### Given request
Can you put the listing from the line containing "Task: identify the gray roof" through the end of the listing into a two-column CSV with the columns request and answer? Use one row per request, with each value in a single quoted field and line breaks replaced by spaces.

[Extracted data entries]
^^^^

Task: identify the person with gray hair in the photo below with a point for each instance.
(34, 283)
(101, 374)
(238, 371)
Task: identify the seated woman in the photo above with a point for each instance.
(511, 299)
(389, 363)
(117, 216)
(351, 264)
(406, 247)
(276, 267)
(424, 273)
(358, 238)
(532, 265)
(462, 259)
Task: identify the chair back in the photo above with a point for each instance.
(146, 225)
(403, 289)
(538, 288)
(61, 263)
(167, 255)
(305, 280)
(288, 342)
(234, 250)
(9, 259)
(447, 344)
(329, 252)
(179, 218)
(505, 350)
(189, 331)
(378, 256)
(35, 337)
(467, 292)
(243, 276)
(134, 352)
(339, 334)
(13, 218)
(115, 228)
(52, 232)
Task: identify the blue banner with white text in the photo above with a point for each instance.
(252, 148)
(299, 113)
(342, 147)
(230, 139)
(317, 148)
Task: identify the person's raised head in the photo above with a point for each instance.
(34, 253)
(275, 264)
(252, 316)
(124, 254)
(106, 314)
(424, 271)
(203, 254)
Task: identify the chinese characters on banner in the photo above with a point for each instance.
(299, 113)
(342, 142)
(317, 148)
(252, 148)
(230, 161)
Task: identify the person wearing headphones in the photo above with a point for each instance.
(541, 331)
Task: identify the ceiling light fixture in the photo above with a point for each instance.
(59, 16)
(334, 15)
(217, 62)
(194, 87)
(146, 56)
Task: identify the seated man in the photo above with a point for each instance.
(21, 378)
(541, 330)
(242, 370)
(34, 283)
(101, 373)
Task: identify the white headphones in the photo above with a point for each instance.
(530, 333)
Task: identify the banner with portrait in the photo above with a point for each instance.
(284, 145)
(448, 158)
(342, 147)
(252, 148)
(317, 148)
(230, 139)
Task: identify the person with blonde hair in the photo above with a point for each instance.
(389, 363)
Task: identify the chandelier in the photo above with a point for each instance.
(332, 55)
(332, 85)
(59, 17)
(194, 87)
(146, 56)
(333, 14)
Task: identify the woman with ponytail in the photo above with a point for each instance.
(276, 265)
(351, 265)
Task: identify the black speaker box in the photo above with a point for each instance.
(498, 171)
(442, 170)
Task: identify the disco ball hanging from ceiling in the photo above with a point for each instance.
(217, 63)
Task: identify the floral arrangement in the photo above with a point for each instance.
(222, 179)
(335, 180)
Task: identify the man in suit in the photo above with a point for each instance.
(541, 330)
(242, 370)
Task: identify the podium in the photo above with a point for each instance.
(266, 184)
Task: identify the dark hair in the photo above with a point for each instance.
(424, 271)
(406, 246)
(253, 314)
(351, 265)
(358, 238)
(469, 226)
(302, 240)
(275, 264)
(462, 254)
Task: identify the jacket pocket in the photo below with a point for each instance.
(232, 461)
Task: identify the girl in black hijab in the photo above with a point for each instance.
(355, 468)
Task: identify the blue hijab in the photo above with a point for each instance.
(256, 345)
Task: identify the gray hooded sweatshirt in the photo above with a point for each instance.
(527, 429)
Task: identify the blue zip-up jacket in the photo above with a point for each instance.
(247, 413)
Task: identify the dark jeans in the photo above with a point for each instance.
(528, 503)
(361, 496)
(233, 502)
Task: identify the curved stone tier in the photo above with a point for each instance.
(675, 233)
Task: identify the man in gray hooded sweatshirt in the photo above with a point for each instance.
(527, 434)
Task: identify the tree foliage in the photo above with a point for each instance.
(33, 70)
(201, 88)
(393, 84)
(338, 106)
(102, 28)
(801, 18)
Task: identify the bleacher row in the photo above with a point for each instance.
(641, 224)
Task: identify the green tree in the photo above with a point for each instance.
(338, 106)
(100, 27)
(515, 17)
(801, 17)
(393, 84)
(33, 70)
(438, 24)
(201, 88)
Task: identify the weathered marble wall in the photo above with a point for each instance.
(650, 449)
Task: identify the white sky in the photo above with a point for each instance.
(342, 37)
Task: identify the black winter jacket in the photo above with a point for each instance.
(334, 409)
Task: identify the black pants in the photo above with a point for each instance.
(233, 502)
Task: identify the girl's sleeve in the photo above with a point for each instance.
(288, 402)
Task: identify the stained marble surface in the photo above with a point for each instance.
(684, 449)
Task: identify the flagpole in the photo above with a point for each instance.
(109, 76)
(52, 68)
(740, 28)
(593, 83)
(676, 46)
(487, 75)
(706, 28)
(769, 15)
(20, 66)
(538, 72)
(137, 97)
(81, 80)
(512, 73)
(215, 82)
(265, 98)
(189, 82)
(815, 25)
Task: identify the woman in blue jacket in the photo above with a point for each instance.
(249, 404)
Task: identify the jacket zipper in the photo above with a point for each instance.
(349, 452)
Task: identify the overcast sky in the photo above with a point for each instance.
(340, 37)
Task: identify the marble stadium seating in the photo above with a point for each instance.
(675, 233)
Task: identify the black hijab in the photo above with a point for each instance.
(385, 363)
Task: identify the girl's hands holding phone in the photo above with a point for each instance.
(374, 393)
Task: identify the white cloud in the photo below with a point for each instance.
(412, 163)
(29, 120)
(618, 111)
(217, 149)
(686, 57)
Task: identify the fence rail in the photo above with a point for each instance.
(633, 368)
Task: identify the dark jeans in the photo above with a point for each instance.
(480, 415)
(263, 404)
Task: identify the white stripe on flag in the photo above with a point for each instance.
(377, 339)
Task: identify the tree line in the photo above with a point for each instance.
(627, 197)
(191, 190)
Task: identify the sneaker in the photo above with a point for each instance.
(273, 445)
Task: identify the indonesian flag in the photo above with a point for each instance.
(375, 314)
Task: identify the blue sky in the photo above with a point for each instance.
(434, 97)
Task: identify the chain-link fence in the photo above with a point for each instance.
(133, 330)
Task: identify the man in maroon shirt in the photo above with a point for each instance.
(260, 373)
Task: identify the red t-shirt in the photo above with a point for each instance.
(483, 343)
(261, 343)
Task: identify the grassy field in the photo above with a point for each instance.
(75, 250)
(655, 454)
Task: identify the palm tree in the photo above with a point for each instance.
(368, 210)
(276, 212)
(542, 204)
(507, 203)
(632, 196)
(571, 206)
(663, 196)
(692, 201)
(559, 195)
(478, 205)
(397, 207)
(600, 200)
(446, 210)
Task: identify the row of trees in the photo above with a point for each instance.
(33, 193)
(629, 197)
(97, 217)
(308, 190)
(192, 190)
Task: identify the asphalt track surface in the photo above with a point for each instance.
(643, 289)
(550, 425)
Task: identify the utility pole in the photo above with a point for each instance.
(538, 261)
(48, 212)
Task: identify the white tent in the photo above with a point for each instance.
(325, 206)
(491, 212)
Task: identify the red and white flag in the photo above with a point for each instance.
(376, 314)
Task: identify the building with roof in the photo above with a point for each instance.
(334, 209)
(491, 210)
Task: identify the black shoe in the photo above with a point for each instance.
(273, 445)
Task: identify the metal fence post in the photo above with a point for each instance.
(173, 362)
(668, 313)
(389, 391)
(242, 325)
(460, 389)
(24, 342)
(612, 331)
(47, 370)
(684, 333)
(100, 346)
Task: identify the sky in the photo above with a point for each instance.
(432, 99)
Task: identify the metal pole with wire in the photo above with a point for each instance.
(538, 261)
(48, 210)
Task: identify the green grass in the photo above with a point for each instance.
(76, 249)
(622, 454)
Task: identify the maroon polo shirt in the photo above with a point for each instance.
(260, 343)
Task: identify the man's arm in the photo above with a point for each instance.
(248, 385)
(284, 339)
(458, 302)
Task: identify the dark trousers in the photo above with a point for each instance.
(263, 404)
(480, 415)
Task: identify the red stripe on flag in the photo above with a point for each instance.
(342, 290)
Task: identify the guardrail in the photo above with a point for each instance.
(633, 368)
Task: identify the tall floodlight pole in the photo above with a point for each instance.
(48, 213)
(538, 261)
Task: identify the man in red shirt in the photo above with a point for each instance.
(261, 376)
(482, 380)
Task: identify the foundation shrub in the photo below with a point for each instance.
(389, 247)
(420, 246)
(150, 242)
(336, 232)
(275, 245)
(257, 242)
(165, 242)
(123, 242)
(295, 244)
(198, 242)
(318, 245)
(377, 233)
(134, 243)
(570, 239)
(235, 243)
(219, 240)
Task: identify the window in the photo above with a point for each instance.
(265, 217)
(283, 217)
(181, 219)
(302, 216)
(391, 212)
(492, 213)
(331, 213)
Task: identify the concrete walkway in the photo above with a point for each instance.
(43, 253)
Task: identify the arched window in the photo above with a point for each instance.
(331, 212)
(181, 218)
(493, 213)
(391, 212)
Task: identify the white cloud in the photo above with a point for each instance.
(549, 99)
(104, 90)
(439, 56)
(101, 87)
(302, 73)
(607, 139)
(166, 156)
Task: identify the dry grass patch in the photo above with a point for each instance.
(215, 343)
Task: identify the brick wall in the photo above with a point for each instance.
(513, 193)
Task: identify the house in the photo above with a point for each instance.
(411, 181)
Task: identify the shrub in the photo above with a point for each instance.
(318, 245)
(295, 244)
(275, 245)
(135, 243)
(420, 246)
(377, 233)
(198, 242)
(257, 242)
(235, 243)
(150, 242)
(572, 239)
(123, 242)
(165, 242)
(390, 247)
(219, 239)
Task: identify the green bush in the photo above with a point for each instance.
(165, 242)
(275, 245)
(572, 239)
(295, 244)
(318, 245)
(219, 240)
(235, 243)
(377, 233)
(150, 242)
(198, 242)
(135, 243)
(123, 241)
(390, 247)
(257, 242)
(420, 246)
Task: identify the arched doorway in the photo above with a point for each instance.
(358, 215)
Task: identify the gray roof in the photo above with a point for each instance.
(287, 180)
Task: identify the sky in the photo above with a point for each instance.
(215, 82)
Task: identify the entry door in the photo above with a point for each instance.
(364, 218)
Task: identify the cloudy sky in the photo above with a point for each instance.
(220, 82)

^^^^

### The reply
request,answer
"Task: identify the gray roof in the photo above with a point for each instance.","(287, 180)"
"Task: identify the sky in the photo above with a point for each instance.","(215, 82)"
"Task: identify the entry door in the photo above with a point for each instance.","(364, 218)"
"Task: identify the cloudy sky in the photo above with a point for each instance.","(220, 82)"